Prompt 1: In the PHP threading post, what range of thread counts does the poster plan to use eventually?
Prompt 2: Write the next part of the PHP threading post, picking up right after the last line shown.

Some flaws that I see untill now are:
The script could cause the CPU to go in 100% use because if there is
no sleep used in while loop. See sleep(3) line.
There are flaws in the code or unecessary stuffs. Because I'm noob with pthreads, it may be another way to do the same thing but much more optimised'.
Any suggestion to improve my code is appreciated. The reason why I post this is because I actually didn't find nothing on search engines that is doing this. All the examples are syncronised and all async examples like, run 500 threads and then stop and I was looking to something that it makes 500 threads but keep making another 500 untill reaches end of a file for example.
Script:
<?php
// Maximum number of threads.
$max_threads = 15; // I do plan to use like 500-1000 threads.
// Initiate the threads.

Pointing dataset entries:

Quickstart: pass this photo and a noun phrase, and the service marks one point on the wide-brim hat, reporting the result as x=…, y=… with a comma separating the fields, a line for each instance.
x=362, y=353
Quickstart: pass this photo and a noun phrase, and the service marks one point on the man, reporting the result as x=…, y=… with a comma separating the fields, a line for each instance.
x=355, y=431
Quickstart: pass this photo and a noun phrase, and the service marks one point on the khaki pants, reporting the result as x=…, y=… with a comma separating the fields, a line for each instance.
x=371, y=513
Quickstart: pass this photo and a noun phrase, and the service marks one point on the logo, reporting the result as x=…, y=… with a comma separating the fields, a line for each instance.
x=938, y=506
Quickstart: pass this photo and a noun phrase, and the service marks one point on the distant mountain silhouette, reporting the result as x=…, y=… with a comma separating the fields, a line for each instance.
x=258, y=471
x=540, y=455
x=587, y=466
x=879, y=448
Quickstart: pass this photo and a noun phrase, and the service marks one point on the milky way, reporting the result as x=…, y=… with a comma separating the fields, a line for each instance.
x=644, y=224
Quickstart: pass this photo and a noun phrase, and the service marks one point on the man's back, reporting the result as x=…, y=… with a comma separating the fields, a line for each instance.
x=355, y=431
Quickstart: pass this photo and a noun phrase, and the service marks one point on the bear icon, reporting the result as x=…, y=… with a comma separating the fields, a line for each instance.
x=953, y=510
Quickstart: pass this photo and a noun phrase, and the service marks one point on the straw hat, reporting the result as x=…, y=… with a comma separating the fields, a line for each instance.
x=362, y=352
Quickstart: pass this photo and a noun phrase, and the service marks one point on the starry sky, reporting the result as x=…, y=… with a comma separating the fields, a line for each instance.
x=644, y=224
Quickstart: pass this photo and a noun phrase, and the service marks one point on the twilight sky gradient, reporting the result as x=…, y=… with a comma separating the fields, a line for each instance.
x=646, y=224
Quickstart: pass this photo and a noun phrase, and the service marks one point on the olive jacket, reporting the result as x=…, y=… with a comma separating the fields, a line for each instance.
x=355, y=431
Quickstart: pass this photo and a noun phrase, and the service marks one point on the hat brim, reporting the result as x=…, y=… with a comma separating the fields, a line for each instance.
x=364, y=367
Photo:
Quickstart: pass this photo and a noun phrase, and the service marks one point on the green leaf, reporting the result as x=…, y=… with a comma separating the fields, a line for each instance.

Right answer 1: 500 to 1000 threads.

Right answer 2:
$threads = [];
for($i = 0; $i <= $max_threads; $i++) {
$threads[$i] = new MultiThreads($i);
$threads[$i]->start();
}
// Keep creating threads. Here I plan to make it to read a large file of urls(targets) but for demo/testing purpose I made a while loop.
while(true) {
for($i = 0; $i <= $max_threads; $i++) {
if($threads[$i]->isRunning() != true) { // If is not true(which means thread is busy) keep creating new threads. Why not creating a thread if is available.
$threads[$i] = new MultiThreads($i);
$threads[$i]->start();
}
}
//echo 'Sleeping for a while untill some threads are free.' . "\n"; // Or comment sleep(3) to not wait at all.
//sleep(3);
}
// End of script.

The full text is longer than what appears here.